(Excerpted text Opens)
AI in assessment: ethics and practice

GPTZero's accuracy in detecting AI text is 54-87%, depending on the test. (Source: Stanford HAI, 2023) This means if you accuse 10 students of using AI, 1-5 of them are wrongly accused.

This is an important number. Not because AI in assessment is bad. But because many teachers don't know this number when making decisions.

AI in assessment is a tool. But like any tool - you need to know what it does and doesn't do.

What AI CAN do in assessment

1. Initial screening - saves 50%

30 essays. AI reads through and says: "These 5 are clearly strong. These 10 are average. These 5 need attention."

You don't read 30 essays with the same eye. You read 5 carefully, 10 quickly, 15 routinely. That's 50% time savings - without quality dropping.

2. Grammar and style - speed without errors

AI detects: - Typos (100% accuracy on common errors) - Repetitions ("this is this, which is this") - Confusing sentences (long run-ons)

This DOESN'T detect: - Whether argument is logical - Whether examples are relevant - Whether text is original thinking

3. Feedback drafts - foundation, not end

Prompt: "Read this essay. Give 3 points: 1) what's good, 2) what to improve, 3) question to prompt further thinking."

AI gives draft. You review, adjust, add context.

AI without adjustment	AI + your adjustment
"Structure is clear"	"Structure is clear - especially good use of concrete example in paragraph 2"
"Add sources"	"Add sources - try finding one study that supports your claim"
"What's the main argument?"	"What's the main argument? I see 2 different ones - which are you actually claiming?"

What AI CAN'T do in assessment

1. See context

AI doesn't know: - That this student made tremendous progress - That last week was hard for the student - That this is written in L2 - That the student tried risking a new style

Context is your job.
(Excerpted text Closes)
(Input data Opens)
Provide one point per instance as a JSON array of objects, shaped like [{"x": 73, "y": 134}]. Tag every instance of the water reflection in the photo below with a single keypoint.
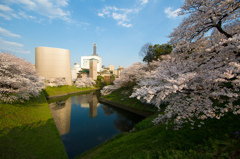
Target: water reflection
(Input data Closes)
Questions on the material >>
(1) Please rewrite the paragraph beginning "This is an important number" from the page on AI in assessment more briefly, keeping its main point.
(2) Do these statements agree with the page on AI in assessment? Answer yes or no for each, quoting the words that decide it.
(a) AI catches common typos with 100% accuracy.
(b) AI can tell whether an argument is logical.
(c) Seeing context is left to the teacher.
(3) What source does the page on AI in assessment give for GPTZero's accuracy figures?

Answer section >>
(1) The number matters not because AI in assessment is bad, but because many teachers make decisions without knowing it.

(2)
(a) Yes: "Typos (100% accuracy on common errors)"
(b) No: "This DOESN'T detect: - Whether argument is logical"
(c) Yes: "Context is your job."

(3) Stanford HAI, 2023.